→ **Given exercise**:
Rewrite the data from its first line through the line containing "left=75, top=64, right=107, bottom=132", replacing "date palm tree" with "potted fern" and leaving everything else the same.

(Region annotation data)

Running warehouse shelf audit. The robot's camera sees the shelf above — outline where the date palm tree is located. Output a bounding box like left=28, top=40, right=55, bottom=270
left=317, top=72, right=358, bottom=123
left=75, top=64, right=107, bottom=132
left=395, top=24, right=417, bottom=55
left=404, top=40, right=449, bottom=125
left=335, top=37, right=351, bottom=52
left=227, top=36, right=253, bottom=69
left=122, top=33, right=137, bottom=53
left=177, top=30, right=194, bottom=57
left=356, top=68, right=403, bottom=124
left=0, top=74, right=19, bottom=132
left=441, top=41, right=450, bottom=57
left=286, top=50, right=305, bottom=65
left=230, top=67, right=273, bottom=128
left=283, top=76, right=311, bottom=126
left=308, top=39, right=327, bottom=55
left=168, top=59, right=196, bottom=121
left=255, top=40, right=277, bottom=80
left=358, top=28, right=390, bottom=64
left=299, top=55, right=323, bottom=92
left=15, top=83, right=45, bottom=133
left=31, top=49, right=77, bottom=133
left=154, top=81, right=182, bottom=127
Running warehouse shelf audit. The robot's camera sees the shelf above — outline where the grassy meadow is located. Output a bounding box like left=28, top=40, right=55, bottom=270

→ **Response to this task**:
Running warehouse shelf audit. The robot's camera sees the shelf above — outline where the potted fern is located. Output a bounding box like left=28, top=40, right=55, bottom=270
left=317, top=72, right=358, bottom=123
left=75, top=64, right=107, bottom=132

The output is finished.